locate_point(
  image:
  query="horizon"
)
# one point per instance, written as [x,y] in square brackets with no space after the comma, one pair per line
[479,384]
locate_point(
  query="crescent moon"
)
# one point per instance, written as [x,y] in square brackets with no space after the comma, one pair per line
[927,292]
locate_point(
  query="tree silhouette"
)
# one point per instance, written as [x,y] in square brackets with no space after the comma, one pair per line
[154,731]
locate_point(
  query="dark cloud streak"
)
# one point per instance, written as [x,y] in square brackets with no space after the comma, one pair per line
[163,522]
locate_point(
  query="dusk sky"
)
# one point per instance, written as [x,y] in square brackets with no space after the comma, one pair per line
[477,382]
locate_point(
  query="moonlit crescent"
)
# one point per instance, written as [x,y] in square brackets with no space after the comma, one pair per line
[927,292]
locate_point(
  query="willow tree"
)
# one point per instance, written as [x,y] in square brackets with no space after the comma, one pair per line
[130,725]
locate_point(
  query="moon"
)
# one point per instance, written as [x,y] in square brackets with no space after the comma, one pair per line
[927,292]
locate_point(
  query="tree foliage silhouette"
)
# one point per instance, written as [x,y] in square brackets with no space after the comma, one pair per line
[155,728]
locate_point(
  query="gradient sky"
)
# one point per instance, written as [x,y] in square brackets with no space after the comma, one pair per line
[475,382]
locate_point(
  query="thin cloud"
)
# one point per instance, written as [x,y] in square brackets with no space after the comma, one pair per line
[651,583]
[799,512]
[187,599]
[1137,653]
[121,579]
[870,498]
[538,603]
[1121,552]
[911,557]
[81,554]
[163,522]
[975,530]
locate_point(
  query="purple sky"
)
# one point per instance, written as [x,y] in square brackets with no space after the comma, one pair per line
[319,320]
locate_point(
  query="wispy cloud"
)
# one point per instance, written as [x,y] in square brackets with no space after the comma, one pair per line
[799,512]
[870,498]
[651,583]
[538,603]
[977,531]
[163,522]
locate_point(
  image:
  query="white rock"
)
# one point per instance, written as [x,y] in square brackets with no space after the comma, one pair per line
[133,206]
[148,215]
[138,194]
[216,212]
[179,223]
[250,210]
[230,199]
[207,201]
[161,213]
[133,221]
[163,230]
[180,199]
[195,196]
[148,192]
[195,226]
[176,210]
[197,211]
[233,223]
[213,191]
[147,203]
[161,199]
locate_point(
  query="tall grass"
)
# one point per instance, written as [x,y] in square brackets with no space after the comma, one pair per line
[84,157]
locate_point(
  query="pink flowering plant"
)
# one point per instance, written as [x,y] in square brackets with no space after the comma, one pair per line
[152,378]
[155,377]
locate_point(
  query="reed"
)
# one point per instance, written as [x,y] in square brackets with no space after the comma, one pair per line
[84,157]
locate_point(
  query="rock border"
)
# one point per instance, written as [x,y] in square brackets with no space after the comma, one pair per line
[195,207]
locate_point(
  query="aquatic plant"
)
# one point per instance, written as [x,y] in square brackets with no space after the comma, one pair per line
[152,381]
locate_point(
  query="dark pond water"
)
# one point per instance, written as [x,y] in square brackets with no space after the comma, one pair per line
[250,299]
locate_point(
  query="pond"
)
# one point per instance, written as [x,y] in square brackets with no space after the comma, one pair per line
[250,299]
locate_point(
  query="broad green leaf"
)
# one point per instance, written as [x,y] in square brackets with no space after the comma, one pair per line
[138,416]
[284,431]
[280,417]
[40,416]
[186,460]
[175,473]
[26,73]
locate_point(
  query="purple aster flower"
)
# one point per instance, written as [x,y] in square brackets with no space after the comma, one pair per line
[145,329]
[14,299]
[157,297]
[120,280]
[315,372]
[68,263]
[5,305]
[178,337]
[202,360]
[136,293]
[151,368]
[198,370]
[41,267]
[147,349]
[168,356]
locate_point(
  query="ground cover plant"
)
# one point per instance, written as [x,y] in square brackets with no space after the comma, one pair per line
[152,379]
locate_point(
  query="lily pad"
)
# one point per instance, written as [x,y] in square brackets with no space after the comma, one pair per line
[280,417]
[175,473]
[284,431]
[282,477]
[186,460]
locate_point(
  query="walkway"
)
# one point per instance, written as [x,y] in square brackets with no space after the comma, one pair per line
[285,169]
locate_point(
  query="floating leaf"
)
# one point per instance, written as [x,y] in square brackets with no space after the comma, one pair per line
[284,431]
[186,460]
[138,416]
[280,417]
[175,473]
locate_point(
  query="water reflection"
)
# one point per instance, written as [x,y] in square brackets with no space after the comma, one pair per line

________

_Task requirements_.
Using the listing above, retype each line exactly.

_Result of the task_.
locate_point(
  image:
  query="horizon"
)
# one point per instance, written as [x,y] in square brackets with no space after the comma, one pair per line
[479,384]
locate_point(
  query="crescent moon"
)
# one point per instance, written as [x,y] in square brackets with no space after the comma, one pair per line
[927,292]
locate_point(
  query="tree silhouette"
)
# one point per instance, written as [x,y] in square brackets with no space after the comma, one pair per line
[154,731]
locate_point(
  query="dark cloud streak"
)
# one point per instance, written as [x,y] in square brackets with no space after the comma, one pair per line
[163,522]
locate_point(
  query="dusk sky"
)
# one point per instance, written as [x,y] in square brackets with no space after the comma, one pair per line
[477,382]
locate_point(
  query="moonlit crescent"
)
# one point per instance, written as [x,y] in square brackets with no space after the comma, one pair per line
[927,292]
locate_point(
  query="willow tree"
)
# one point per instance, written as [x,y] in square brackets with no space after the comma, one pair per line
[130,725]
locate_point(
  query="moon"
)
# one point per instance, written as [x,y] in square brackets with no space after the comma, one pair per line
[927,292]
locate_point(
  query="tree foliage silhouette"
)
# one point per instance, written as [x,y] in square brackets with no space after the comma, one pair per line
[155,728]
locate_point(
  query="gradient sky"
)
# one point per instance, written as [x,y] in square brackets with no space after the comma, one pair per line
[475,382]
locate_point(
  query="thin cloud"
)
# one point per instance, written as [x,y] in square brackets with no space after the comma, one pair per line
[651,583]
[799,512]
[187,599]
[1137,653]
[121,579]
[870,498]
[538,603]
[1121,552]
[911,557]
[81,554]
[163,522]
[975,530]
locate_point(
  query="purple sky"
)
# one point per instance, written as [x,y] in square brackets with no space after the comma, one pair per line
[319,320]
locate_point(
  query="wispy cloud"
)
# one point per instance, written as [x,y] in square brackets with no space after the comma, one pair per line
[799,512]
[870,498]
[651,583]
[538,603]
[977,531]
[163,522]
locate_point(
  image:
  query="white rock"
)
# one point per instance, written as [x,y] in square brackets with no space after the comma, one pair per line
[133,206]
[148,215]
[138,194]
[216,212]
[179,223]
[250,210]
[230,199]
[207,201]
[161,213]
[133,221]
[163,230]
[180,199]
[195,196]
[148,192]
[195,226]
[176,210]
[197,211]
[233,223]
[213,191]
[147,203]
[161,199]
locate_point(
  query="tall grass"
)
# one point per instance, written as [x,y] in square brackets with no space after the comma, one pair per line
[84,157]
locate_point(
  query="pink flowering plant"
)
# one point per instance, written as [x,y] in square brackets with no space after the comma, one pair per line
[152,378]
[155,377]
locate_point(
  query="reed"
)
# one point per instance, written as [x,y] in square brackets with no space after the comma, one pair per line
[84,157]
locate_point(
  query="rock border"
)
# one point per instance, written as [x,y] in square brackets with no space after the comma, one pair per line
[195,207]
locate_point(
  query="aquatic plant"
)
# one point per instance, written as [x,y] in square brackets with no space after the comma, one pair per line
[152,381]
locate_point(
  query="dark pond water"
)
# one point per instance, written as [x,y] in square brackets with no space after the comma, one pair per line
[250,299]
locate_point(
  query="pond"
)
# one point per instance, written as [x,y] in square brackets with no space after the comma, one pair per line
[250,299]
locate_point(
  query="broad green leaf"
)
# one point per instance, written as [x,y] in square brackets with no space after the comma, one pair per line
[138,416]
[284,431]
[280,417]
[40,416]
[186,460]
[175,473]
[26,73]
locate_point(
  query="purple aster flower"
)
# one point per instance, written as [x,y] in square brackets with no space after the comma, one pair per line
[145,329]
[14,299]
[157,297]
[120,280]
[315,372]
[68,263]
[5,305]
[178,337]
[202,360]
[136,293]
[151,368]
[198,370]
[41,267]
[147,349]
[168,356]
locate_point(
  query="ground cover plant"
)
# one point per instance, written as [x,y] in square brackets with no space after the comma, one pair per line
[152,379]
locate_point(
  query="lily pad"
)
# one point per instance, written as [x,y] in square brackets with no space after the comma, one pair per line
[280,417]
[175,473]
[284,431]
[282,477]
[186,460]
locate_point(
  query="walkway"
)
# one point per instance, written as [x,y] in square brackets with no space after the comma, one pair per line
[285,169]
locate_point(
  query="floating leaf"
)
# one point per instance, written as [x,y] in square brackets with no space after the comma, one pair per line
[284,431]
[186,460]
[138,416]
[280,417]
[175,473]
locate_point(
  query="water reflection"
)
# one point per instance, written as [x,y] in square brackets with no space after the comma, one pair per line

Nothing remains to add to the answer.